**Exercise directions**.
Gather every line in the listing below that contains the word "negative".

**Records for processing**.
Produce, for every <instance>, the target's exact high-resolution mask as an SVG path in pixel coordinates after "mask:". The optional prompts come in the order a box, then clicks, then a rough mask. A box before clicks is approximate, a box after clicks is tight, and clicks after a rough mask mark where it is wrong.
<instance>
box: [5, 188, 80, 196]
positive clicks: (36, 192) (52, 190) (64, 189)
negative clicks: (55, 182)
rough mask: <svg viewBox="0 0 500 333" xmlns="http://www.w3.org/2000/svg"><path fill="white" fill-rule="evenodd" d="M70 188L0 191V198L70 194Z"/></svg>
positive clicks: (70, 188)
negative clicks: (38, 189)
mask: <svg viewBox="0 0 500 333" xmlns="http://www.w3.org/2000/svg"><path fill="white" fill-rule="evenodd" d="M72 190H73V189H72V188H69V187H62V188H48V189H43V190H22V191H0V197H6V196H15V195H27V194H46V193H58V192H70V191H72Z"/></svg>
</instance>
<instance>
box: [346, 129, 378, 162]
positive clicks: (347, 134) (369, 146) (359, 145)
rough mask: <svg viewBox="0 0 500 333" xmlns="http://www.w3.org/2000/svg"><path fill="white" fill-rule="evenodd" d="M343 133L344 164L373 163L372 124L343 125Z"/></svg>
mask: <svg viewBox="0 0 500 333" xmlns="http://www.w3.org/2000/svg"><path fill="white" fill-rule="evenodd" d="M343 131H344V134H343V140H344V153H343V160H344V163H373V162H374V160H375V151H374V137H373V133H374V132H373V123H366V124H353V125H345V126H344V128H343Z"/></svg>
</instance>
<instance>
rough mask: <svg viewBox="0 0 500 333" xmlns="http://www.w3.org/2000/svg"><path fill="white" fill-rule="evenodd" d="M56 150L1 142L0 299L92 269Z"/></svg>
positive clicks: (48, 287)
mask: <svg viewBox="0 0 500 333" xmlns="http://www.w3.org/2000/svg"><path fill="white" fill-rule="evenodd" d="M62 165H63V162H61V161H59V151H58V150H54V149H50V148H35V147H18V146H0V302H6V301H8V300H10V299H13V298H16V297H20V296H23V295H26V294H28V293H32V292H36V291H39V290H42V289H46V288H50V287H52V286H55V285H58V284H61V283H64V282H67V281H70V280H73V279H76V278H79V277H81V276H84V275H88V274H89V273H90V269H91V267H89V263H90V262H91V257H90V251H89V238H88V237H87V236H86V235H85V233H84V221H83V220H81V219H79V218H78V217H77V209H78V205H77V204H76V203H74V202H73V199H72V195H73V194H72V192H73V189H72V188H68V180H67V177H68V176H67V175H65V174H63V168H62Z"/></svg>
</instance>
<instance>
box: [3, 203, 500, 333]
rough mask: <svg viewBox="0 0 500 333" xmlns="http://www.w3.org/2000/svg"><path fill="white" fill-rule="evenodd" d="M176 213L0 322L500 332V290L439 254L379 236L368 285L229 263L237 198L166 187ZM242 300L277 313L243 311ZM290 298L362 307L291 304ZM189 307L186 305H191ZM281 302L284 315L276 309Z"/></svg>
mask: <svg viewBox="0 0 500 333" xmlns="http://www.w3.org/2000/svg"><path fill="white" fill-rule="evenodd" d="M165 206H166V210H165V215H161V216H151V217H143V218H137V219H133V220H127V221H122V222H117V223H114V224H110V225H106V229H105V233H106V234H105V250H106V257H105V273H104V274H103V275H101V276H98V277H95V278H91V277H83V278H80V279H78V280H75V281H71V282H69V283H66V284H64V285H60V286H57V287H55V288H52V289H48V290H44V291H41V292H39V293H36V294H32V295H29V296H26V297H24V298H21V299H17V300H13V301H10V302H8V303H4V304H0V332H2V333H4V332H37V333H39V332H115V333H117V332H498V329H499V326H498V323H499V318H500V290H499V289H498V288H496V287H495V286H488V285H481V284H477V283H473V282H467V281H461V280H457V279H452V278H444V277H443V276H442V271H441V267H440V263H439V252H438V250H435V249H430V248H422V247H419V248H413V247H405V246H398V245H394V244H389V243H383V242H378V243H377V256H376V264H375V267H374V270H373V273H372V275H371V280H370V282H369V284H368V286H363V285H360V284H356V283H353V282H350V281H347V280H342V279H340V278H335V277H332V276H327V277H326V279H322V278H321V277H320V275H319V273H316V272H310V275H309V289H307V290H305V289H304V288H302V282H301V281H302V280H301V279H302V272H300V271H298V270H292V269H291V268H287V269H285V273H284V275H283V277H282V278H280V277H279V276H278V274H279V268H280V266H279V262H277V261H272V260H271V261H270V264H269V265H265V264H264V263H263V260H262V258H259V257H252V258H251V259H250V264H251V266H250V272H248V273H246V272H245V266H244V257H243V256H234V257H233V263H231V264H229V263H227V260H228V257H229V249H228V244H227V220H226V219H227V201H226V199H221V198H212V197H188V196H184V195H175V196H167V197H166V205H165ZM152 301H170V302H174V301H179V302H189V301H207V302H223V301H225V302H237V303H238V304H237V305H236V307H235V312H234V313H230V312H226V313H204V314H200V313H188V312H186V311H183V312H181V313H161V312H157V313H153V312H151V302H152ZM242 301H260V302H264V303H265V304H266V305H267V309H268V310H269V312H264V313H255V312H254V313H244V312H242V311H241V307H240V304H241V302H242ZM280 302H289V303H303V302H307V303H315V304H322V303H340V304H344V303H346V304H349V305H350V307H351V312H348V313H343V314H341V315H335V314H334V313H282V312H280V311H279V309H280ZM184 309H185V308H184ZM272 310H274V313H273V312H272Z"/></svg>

**Written solution**.
negative clicks: (55, 182)
negative clicks: (38, 189)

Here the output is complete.